GIVEN DATA:
..............................

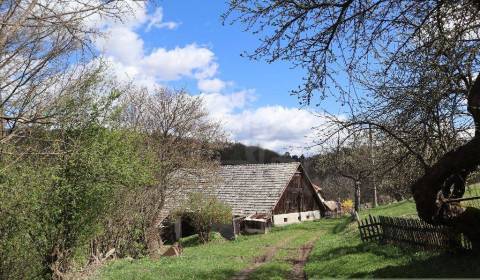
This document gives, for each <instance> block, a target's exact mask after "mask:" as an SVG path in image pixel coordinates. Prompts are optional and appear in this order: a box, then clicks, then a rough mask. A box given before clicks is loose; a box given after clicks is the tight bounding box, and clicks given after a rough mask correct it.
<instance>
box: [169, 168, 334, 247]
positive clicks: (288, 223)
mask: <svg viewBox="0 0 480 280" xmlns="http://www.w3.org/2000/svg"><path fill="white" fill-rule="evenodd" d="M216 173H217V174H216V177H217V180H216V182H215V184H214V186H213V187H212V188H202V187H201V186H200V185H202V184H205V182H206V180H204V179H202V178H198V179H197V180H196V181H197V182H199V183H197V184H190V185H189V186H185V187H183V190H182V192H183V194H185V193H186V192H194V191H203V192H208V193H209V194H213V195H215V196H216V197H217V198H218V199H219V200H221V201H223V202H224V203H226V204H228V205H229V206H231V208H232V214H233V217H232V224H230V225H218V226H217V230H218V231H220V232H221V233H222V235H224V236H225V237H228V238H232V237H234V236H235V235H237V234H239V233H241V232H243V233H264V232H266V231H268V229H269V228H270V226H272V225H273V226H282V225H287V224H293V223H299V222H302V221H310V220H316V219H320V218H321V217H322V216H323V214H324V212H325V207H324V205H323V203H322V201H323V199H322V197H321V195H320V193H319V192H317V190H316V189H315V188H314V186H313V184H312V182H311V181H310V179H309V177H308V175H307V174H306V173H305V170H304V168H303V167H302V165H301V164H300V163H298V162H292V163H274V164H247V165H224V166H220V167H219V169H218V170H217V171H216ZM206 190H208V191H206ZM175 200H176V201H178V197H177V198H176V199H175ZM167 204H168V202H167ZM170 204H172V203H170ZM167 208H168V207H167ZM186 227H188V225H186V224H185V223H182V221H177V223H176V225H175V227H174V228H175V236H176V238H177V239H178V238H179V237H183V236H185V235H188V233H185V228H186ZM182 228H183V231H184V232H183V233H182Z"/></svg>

..............................

PROBLEM TO SOLVE:
Please rewrite the rows above with every "clicks" swapped for "points", changing nothing else, and leave the pictures out.

ANSWER SECTION:
This document gives, for each <instance> block, a target's exact mask after "mask:" as an SVG path in image pixel coordinates. Prompts are optional and appear in this order: a box, then points, then a rough mask. A box given before points is loose; a box given after points is the tight bounding box, and points given after a rough mask correct it.
<instance>
box: [169, 168, 334, 247]
positive points: (288, 223)
mask: <svg viewBox="0 0 480 280" xmlns="http://www.w3.org/2000/svg"><path fill="white" fill-rule="evenodd" d="M216 173H217V174H216V177H217V180H216V182H215V184H214V186H213V187H212V188H202V187H201V186H200V185H202V184H205V182H206V180H204V179H202V178H198V179H197V180H196V181H197V182H199V183H197V184H190V185H189V186H185V187H183V190H182V192H183V194H185V193H186V192H194V191H203V192H208V193H209V194H213V195H215V196H216V197H217V198H218V199H219V200H221V201H223V202H224V203H226V204H228V205H229V206H231V208H232V214H233V217H232V224H230V225H218V226H217V230H218V231H220V232H221V233H222V235H224V236H225V237H228V238H232V237H234V236H235V235H237V234H239V233H241V232H243V233H264V232H266V231H268V229H269V228H270V226H272V225H273V226H282V225H287V224H293V223H299V222H302V221H310V220H316V219H320V218H321V217H322V216H323V214H324V212H325V207H324V205H323V203H322V201H323V199H322V197H321V195H320V193H319V192H317V190H316V189H315V188H314V186H313V184H312V182H311V181H310V179H309V177H308V175H307V174H306V173H305V170H304V168H303V167H302V165H301V164H300V163H298V162H292V163H274V164H247V165H224V166H220V167H219V169H218V170H217V171H216ZM206 190H208V191H206ZM175 200H176V201H178V197H177V198H176V199H175ZM167 204H168V202H167ZM170 204H172V203H170ZM167 208H168V207H167ZM186 227H188V225H186V224H185V223H182V221H177V223H176V225H175V227H174V228H175V236H176V238H177V239H178V238H179V237H183V236H185V235H188V233H185V228H186ZM182 228H183V231H184V232H183V233H182Z"/></svg>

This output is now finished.